**Work task**
Taking the line with "# point at: traffic light (one per instance)" as the first and the line with "# point at: child's arm (one per instance)" as the last, set down the lines below exactly, pictures excluded.

**Supplied entries**
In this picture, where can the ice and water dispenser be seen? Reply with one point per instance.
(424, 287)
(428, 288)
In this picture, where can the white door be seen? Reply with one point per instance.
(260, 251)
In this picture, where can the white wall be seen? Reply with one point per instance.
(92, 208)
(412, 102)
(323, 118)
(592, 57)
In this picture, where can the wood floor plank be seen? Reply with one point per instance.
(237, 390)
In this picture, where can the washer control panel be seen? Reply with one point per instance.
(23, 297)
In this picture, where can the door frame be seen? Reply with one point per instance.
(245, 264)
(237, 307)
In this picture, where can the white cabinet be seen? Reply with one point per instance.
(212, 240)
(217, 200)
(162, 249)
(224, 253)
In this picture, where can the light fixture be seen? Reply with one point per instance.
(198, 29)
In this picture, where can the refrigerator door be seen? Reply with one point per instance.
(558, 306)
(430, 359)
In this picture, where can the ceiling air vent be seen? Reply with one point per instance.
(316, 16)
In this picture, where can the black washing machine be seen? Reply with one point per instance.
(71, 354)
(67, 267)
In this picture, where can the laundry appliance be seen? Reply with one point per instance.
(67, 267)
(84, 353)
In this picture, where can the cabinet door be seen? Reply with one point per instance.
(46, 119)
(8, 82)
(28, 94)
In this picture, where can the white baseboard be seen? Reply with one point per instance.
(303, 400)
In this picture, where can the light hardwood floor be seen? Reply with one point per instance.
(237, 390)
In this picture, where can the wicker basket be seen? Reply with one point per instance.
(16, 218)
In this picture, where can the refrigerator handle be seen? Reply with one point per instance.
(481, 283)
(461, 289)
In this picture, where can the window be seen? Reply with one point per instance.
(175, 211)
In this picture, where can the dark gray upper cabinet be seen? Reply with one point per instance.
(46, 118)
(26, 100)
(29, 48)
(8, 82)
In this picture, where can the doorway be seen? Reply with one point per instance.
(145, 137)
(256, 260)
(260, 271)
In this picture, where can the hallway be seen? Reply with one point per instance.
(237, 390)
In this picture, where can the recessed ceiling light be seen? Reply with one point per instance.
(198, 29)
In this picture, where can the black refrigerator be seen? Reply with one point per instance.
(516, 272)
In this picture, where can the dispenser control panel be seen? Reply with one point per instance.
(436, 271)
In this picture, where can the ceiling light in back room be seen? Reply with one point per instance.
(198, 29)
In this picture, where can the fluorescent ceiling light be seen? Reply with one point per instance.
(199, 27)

---

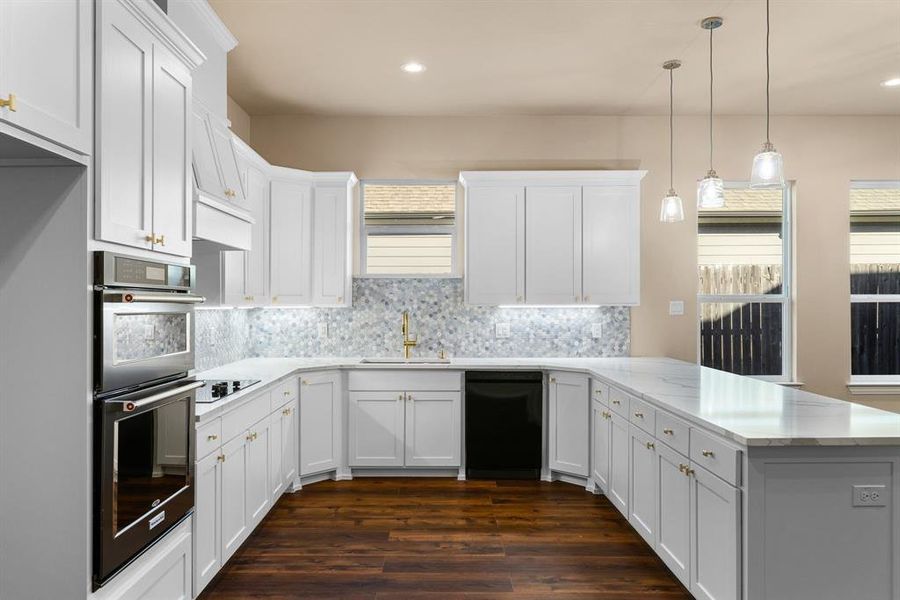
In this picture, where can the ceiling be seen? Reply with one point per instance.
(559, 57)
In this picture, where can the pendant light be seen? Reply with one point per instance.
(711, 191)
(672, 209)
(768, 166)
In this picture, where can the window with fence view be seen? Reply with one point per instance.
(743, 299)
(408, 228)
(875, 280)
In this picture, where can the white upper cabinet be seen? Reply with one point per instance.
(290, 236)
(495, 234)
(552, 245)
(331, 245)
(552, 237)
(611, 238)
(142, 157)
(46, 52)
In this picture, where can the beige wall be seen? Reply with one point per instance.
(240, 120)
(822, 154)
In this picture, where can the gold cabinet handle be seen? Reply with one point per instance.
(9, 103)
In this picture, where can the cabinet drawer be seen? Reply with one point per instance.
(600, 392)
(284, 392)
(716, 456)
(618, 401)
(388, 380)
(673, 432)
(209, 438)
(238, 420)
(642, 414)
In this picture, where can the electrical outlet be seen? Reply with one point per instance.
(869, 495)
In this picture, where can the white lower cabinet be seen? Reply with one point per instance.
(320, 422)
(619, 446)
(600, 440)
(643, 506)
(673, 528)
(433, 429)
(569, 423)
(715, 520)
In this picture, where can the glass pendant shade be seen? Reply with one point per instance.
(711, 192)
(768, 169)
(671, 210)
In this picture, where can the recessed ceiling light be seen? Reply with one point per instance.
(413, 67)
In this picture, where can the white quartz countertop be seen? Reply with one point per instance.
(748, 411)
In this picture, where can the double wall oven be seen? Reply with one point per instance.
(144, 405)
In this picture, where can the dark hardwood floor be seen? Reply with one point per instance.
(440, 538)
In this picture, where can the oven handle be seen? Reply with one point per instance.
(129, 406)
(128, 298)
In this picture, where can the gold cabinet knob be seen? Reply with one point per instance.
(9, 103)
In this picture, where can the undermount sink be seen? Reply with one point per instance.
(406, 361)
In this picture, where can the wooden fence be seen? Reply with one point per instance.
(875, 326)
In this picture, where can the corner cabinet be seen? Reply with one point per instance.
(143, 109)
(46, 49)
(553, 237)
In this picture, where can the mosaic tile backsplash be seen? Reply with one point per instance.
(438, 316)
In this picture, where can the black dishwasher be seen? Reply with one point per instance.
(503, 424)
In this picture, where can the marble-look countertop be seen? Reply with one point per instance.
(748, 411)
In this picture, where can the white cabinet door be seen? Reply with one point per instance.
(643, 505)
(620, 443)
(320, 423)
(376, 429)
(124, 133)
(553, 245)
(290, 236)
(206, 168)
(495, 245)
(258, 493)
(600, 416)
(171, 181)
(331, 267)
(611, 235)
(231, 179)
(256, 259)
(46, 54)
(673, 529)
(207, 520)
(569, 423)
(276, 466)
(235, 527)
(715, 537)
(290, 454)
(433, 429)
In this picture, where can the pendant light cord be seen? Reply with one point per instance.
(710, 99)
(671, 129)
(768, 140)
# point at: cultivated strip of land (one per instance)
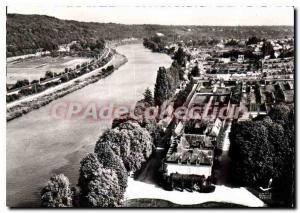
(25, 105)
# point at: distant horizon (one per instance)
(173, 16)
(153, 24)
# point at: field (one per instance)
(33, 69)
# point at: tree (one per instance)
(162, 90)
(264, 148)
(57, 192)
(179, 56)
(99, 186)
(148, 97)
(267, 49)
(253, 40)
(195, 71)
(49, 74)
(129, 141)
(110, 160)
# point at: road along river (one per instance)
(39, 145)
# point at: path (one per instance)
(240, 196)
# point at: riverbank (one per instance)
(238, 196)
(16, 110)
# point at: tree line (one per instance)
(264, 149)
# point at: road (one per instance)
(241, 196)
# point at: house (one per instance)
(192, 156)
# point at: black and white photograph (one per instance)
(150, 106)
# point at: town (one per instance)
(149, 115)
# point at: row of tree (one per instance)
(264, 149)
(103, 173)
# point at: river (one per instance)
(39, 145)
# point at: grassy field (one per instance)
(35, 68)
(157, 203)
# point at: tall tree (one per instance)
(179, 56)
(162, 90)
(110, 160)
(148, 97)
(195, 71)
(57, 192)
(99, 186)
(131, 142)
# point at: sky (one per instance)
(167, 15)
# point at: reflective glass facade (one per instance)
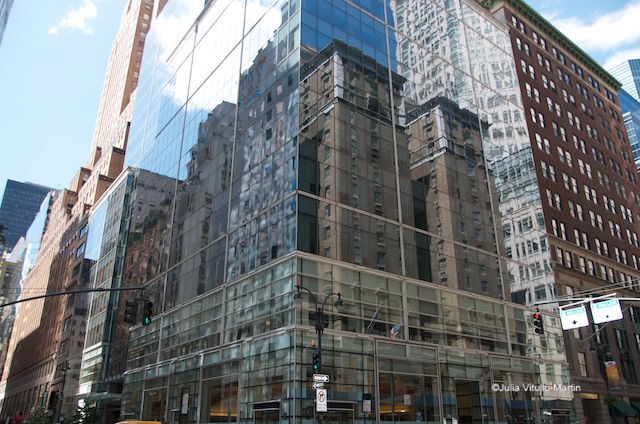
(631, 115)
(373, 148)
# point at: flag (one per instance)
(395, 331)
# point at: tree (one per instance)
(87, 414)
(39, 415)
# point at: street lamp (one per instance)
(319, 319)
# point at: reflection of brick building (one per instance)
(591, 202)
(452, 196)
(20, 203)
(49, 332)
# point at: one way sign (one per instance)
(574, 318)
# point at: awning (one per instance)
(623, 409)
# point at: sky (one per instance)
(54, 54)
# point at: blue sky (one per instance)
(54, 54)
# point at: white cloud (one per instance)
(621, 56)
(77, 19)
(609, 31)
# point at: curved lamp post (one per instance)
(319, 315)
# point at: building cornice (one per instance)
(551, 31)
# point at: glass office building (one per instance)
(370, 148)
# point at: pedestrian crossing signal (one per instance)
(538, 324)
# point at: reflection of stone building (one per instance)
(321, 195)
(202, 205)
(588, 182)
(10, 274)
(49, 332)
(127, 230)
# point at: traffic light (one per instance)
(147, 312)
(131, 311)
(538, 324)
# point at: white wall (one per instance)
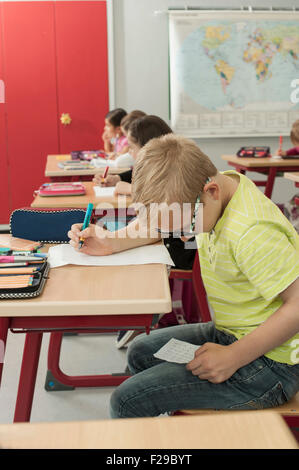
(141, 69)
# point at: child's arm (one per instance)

**Solution**
# point at: traffic light (one per instance)
(147, 312)
(131, 311)
(538, 324)
# point at: white wall (one per instance)
(141, 69)
# point at: child's arm (one per instance)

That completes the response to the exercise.